CS149 2023fall assignment记录

2024.3.25

更新于 2024.3.25

课程主页：https://gfxcourses.stanford.edu/cs149/fall23/

视频我是在 b 站看的 2018 年的，作业写的是 2023 年的，实测这几年的 assignment 都没有什么变化

Assignment 1： Performance Analysis on a Quad-Core CPU

Environment Setup

我是用的 m1 pro Mac ，8 核 CPU，8 个线程

Program 1：Parallel Fractal Generation Using Threads

需要在 workerTreadStart中调用mandelbrotSerial函数，至于具体如何将任务分配给每一个线程，这是这个 program 希望我们能自己探索的

int id = args->threadId;
int totalRows = args->height / args->numThreads;
if (args->height % args->numThreads != 0)
{
  totalRows++;
}
int startRow = id * totalRows;
if (startRow >= args->height)
{
  return;
}
if (startRow + totalRows > args->height)

* _数据段_
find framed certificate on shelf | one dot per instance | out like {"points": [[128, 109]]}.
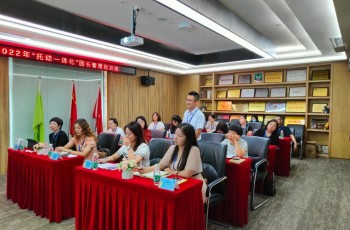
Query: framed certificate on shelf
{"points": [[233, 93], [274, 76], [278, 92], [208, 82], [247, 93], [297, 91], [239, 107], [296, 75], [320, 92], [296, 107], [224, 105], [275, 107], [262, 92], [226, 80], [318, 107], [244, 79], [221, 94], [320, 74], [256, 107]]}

* _任务要求_
根据这篇CS149作业记录，作者在环境配置中使用的是什么设备？ 完成本任务时无需参考上述数据。

* _书面回答_
一台m1 pro Mac，8核CPU，8个线程。